*WORKING DATA:*
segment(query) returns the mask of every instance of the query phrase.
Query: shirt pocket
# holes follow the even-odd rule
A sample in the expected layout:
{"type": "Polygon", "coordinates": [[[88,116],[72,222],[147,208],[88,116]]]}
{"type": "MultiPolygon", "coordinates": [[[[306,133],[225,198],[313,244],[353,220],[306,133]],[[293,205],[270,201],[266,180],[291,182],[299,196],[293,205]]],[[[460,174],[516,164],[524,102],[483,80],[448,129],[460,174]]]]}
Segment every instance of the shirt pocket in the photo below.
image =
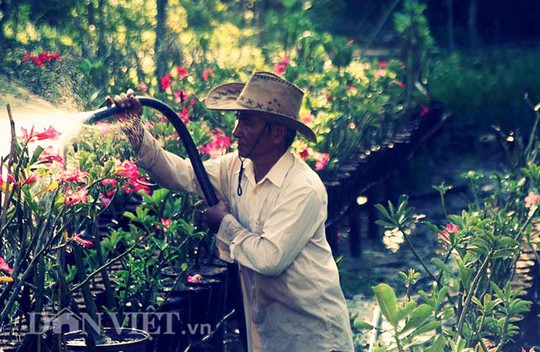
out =
{"type": "Polygon", "coordinates": [[[262,235],[264,231],[264,220],[255,220],[253,224],[253,233],[262,235]]]}

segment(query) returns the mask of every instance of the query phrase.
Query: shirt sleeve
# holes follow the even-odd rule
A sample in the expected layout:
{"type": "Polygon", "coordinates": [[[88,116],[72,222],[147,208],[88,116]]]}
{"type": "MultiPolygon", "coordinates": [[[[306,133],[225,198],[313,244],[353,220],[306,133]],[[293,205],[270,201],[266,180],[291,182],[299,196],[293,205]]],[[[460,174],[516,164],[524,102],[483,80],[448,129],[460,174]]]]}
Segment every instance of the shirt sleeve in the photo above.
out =
{"type": "MultiPolygon", "coordinates": [[[[231,157],[233,156],[229,154],[204,162],[204,168],[210,182],[220,199],[226,199],[227,192],[224,190],[228,178],[226,169],[231,157]]],[[[203,196],[190,160],[164,150],[146,130],[141,148],[137,153],[136,164],[144,168],[152,179],[162,187],[203,196]]]]}
{"type": "Polygon", "coordinates": [[[286,192],[271,210],[261,233],[250,232],[232,215],[220,225],[217,240],[228,255],[262,275],[287,269],[325,220],[324,201],[310,188],[286,192]]]}

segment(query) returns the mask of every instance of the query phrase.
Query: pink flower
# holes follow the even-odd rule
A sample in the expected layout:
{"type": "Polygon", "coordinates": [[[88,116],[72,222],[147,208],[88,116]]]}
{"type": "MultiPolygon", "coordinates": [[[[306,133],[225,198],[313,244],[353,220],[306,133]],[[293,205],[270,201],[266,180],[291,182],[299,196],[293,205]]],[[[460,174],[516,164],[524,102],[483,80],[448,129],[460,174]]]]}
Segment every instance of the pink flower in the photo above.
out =
{"type": "Polygon", "coordinates": [[[532,208],[538,202],[540,202],[540,195],[534,192],[529,192],[529,195],[525,197],[525,208],[532,208]]]}
{"type": "Polygon", "coordinates": [[[30,53],[25,53],[24,57],[22,59],[22,63],[26,64],[28,62],[33,62],[36,66],[42,67],[44,63],[46,62],[53,62],[60,60],[62,58],[62,55],[59,53],[48,53],[46,51],[43,51],[38,56],[34,56],[30,53]]]}
{"type": "Polygon", "coordinates": [[[64,158],[62,158],[59,154],[55,154],[53,152],[53,148],[51,146],[48,146],[46,149],[44,149],[41,154],[39,155],[38,161],[41,161],[46,164],[52,164],[53,162],[57,163],[63,163],[64,158]]]}
{"type": "Polygon", "coordinates": [[[386,76],[386,70],[383,68],[379,68],[375,70],[375,73],[373,74],[375,77],[384,77],[386,76]]]}
{"type": "Polygon", "coordinates": [[[6,260],[4,258],[2,258],[2,256],[0,256],[0,270],[1,271],[6,271],[9,274],[13,274],[13,269],[8,265],[6,260]]]}
{"type": "Polygon", "coordinates": [[[167,232],[167,228],[169,228],[169,226],[171,226],[172,220],[171,219],[161,219],[161,224],[163,225],[163,227],[161,227],[160,225],[157,225],[156,228],[158,230],[163,230],[163,232],[167,232]]]}
{"type": "Polygon", "coordinates": [[[187,282],[191,284],[200,284],[202,282],[202,275],[201,274],[188,275],[187,282]]]}
{"type": "Polygon", "coordinates": [[[70,240],[81,245],[82,247],[86,249],[94,248],[94,243],[90,240],[84,239],[80,233],[73,235],[73,237],[71,237],[70,240]]]}
{"type": "Polygon", "coordinates": [[[147,86],[146,83],[144,83],[144,82],[139,83],[139,85],[137,86],[137,89],[138,89],[139,92],[141,92],[141,93],[146,93],[146,92],[148,92],[148,86],[147,86]]]}
{"type": "Polygon", "coordinates": [[[135,192],[143,191],[146,194],[150,194],[150,187],[148,187],[148,182],[144,177],[139,178],[136,182],[131,184],[135,192]]]}
{"type": "Polygon", "coordinates": [[[62,170],[62,174],[60,175],[60,180],[62,182],[81,182],[86,183],[87,181],[88,173],[81,171],[81,169],[77,166],[75,170],[62,170]]]}
{"type": "Polygon", "coordinates": [[[188,94],[183,89],[180,89],[179,91],[176,91],[173,94],[174,94],[174,103],[175,104],[183,103],[188,98],[188,94]]]}
{"type": "Polygon", "coordinates": [[[26,180],[24,180],[21,186],[31,185],[32,183],[37,182],[37,180],[39,180],[40,178],[41,176],[39,176],[39,174],[33,174],[30,177],[28,177],[26,180]]]}
{"type": "Polygon", "coordinates": [[[185,107],[182,107],[182,112],[178,114],[178,117],[180,117],[184,125],[189,124],[189,113],[185,107]]]}
{"type": "Polygon", "coordinates": [[[216,128],[216,133],[212,135],[212,141],[203,145],[200,149],[202,154],[209,155],[211,159],[215,159],[223,155],[230,145],[231,139],[219,128],[216,128]]]}
{"type": "Polygon", "coordinates": [[[304,150],[302,150],[299,155],[300,155],[300,158],[302,158],[303,160],[306,160],[307,158],[309,158],[311,154],[312,154],[311,148],[307,147],[307,148],[304,148],[304,150]]]}
{"type": "Polygon", "coordinates": [[[281,59],[277,64],[274,66],[274,72],[278,75],[282,75],[287,71],[287,67],[289,66],[290,59],[285,56],[283,59],[281,59]]]}
{"type": "Polygon", "coordinates": [[[116,164],[116,174],[127,178],[130,182],[135,182],[140,176],[139,168],[131,160],[119,162],[116,164]]]}
{"type": "Polygon", "coordinates": [[[105,178],[101,181],[101,184],[104,186],[116,187],[116,180],[114,178],[105,178]]]}
{"type": "Polygon", "coordinates": [[[203,70],[203,73],[202,73],[203,81],[208,82],[210,80],[210,76],[212,77],[215,76],[214,70],[212,70],[211,68],[207,70],[203,70]]]}
{"type": "Polygon", "coordinates": [[[169,73],[161,77],[161,89],[167,90],[172,84],[172,75],[169,73]]]}
{"type": "Polygon", "coordinates": [[[420,104],[420,117],[424,117],[429,114],[429,108],[424,104],[420,104]]]}
{"type": "Polygon", "coordinates": [[[178,77],[184,78],[187,77],[188,71],[183,66],[178,66],[176,68],[176,72],[178,73],[178,77]]]}
{"type": "Polygon", "coordinates": [[[30,132],[24,127],[21,127],[22,136],[20,137],[25,144],[35,141],[43,141],[46,139],[57,140],[60,132],[55,130],[52,126],[44,130],[43,132],[34,132],[34,126],[30,128],[30,132]]]}
{"type": "Polygon", "coordinates": [[[105,195],[100,195],[100,199],[101,199],[101,202],[99,203],[99,206],[103,209],[103,208],[107,208],[110,204],[111,204],[111,198],[105,196],[105,195]]]}
{"type": "Polygon", "coordinates": [[[328,153],[321,153],[317,157],[317,161],[315,162],[315,170],[320,171],[320,170],[326,169],[329,161],[330,161],[330,155],[328,153]]]}
{"type": "Polygon", "coordinates": [[[29,52],[24,53],[24,57],[22,59],[22,63],[26,64],[28,61],[34,62],[35,57],[34,55],[30,54],[29,52]]]}
{"type": "Polygon", "coordinates": [[[68,187],[66,189],[66,195],[64,198],[64,203],[68,206],[73,206],[79,203],[88,202],[88,190],[85,187],[79,188],[77,191],[73,191],[68,187]]]}

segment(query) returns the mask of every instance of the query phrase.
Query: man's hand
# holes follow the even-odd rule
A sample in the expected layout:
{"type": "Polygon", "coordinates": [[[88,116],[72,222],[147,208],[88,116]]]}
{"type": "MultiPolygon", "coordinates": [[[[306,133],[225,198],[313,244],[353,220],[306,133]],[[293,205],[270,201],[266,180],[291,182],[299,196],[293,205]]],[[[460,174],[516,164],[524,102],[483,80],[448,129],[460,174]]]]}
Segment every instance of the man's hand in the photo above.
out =
{"type": "Polygon", "coordinates": [[[221,221],[227,214],[229,214],[229,208],[224,201],[220,200],[218,204],[206,209],[204,212],[204,221],[208,227],[210,227],[211,231],[217,233],[219,226],[221,225],[221,221]]]}
{"type": "MultiPolygon", "coordinates": [[[[112,106],[113,99],[107,97],[106,103],[108,106],[112,106]]],[[[114,117],[119,122],[122,131],[129,138],[133,149],[137,152],[141,147],[144,137],[144,129],[141,123],[141,102],[135,96],[135,92],[129,89],[126,93],[114,97],[114,105],[122,109],[114,117]]]]}
{"type": "Polygon", "coordinates": [[[124,123],[129,122],[133,118],[137,118],[142,114],[142,105],[139,99],[135,96],[133,89],[128,89],[126,93],[116,95],[114,99],[111,97],[106,98],[106,103],[108,106],[112,104],[121,108],[122,111],[114,115],[118,122],[124,123]]]}

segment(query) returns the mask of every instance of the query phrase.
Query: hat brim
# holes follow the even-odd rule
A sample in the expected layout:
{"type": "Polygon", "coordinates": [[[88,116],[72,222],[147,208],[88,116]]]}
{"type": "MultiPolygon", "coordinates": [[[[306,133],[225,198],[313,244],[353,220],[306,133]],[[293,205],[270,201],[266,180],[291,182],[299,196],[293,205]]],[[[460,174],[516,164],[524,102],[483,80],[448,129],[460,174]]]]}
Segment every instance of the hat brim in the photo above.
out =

*INSTRUCTIONS TO FOLLOW:* Count how many lines in the listing contain the word "above". Reply with the number alone.

*SOLUTION TO THIS PROBLEM:* 4